- Written instruction -
From the sentence in the Skyrim text that begins "Fighting skeletons," list every opponent it names, leaving out the closing phrase "anything that moves and breathes."
===== Text passage =====
Traversing a vast, beautiful terrain. Investigating ancient ruins, abandoned mines, towers, oubliettes and outposts. Crafting spells, recipes and potions. Renting a room in a remote hilltop inn. Becoming a vampire. Becoming a werewolf. Becoming a thief and an expert pickpocket. Joining a school of wizards. Being inducted into a sacred order of magical monks. Spelunking in subterranean caverns. Buying a house and filling it with whatever random kipple you desire. Buying a castle and doing the same. Getting married. Buying, selling, trading and stealing. Learning the art of blacksmithing. Hunting down a headless horseman. Fighting dragons. Taming dragons. Riding on dragons. Fighting skeletons, wolves, mammoths, giants, soldiers, killer fish, mutated crabs, barbarians… or anything that moves and breathes. Learning arcane “shouts” powerful enough to fire said skeletons, wolves etc. up into the air or off the side of a cliff. Recruiting a companion then shooting them up into the air or off the side of a cliff. Reading books. Finding hidden spells in books. Solving a murder mystery inside a lighthouse. Getting embroiled in a civil war. Helping ghosts avenge the people who killed them. Running away from ultra-powerful frost demons. Flirting with whichever gender you prefer. Being good or evil. Lollygagging. Taking an arrow to the knee.
These are just some of the things that you can do in Skyrim.
Recently, I told a friend that I had sunk around 200 hours into Skyrim, Bethesda’s utterly brilliant open-world fantasy adventure, upon its original release in 2011. It’s not really that shocking a statistic, I reasoned. I mean, 200 hours equates to roughly 10 days, if one chose not to sleep, eat, visit the small room or perform any of the basic human functions other than breathing. “Och, that’s nothing,” my friend said. “I racked up 500 hours.” This might sound like a ridiculous notion. How could anyone spend so long faffing about with a videogame, you might think. And rightly so, until you actually spent some time with Skyrim, because if you did you would subsequently find yourself spending a lot of time with it. Skyrim offers the same sort of wonderment bequeathed upon players by titles such as The Legend Of Zelda: The Ocarina Of Time and Chrono Trigger. It is the sort of game where anything seems possible, where any and every choice, no matter how bizarre, has been catered for by the designers just in case a smattering of players might try and do it. Skyrim is a game that is deep and broad and rich in detail, and one that you daydream about when you are not playing it. Seriously, that is no word of a lie. There are days, particularly in recent turbulent weeks when life really has appeared, to quote Hobbes, “solitary, poor, nasty, brutish and short”, when it is preferable to spend time in an entirely imaginary world.
===== Dataset extract =====
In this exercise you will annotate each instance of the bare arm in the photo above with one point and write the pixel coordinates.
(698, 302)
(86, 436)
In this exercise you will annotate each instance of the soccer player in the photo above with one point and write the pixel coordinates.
=====
- Reply to the exercise -
skeletons, wolves, mammoths, giants, soldiers, killer fish, mutated crabs, barbarians